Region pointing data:

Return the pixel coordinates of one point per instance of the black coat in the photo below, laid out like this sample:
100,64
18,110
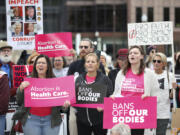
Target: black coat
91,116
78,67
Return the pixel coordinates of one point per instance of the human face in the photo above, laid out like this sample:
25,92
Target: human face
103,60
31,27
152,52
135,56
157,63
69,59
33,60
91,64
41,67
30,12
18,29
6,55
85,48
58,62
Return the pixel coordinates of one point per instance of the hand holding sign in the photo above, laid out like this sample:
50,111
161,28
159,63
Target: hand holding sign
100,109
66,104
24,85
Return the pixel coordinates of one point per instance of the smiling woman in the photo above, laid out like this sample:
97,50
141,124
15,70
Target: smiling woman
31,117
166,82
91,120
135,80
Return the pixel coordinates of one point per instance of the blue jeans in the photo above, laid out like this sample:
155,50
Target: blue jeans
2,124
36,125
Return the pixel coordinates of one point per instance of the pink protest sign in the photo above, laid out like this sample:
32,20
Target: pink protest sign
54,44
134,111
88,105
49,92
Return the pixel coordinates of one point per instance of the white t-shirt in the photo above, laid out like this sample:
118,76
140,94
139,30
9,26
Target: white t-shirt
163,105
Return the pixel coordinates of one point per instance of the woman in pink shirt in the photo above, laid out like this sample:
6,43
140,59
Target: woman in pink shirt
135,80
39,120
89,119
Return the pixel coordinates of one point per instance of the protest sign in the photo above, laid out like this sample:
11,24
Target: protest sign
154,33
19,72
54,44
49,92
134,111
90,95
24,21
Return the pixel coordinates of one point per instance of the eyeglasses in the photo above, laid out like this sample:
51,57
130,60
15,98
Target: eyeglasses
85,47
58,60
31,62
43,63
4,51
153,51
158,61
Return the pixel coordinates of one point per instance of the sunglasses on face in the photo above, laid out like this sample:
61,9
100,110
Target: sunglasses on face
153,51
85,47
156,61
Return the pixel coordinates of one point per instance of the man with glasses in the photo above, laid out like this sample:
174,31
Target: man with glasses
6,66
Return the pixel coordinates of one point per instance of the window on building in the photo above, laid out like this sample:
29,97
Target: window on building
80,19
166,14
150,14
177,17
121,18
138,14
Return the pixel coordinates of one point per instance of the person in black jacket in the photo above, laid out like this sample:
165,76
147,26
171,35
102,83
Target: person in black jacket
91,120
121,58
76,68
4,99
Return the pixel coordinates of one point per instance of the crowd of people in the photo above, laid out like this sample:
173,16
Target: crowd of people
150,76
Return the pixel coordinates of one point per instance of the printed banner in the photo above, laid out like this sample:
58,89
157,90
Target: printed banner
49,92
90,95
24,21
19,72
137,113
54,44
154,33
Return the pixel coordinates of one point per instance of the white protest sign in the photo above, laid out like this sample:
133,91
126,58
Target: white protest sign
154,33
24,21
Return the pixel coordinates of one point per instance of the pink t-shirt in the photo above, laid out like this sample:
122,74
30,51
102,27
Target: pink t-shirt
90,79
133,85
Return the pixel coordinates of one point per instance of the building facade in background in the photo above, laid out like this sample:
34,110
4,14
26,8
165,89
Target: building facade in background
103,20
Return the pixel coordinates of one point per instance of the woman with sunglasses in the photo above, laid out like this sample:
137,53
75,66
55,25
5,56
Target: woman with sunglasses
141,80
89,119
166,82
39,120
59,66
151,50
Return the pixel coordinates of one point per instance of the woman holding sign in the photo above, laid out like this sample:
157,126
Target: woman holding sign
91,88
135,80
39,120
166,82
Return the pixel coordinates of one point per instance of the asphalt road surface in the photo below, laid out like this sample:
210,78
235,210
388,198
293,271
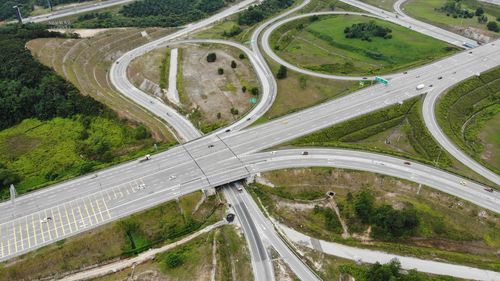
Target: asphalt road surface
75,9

Task goal: The lines above that hold the word "below" need counting; write the count and nothing more.

Response: 2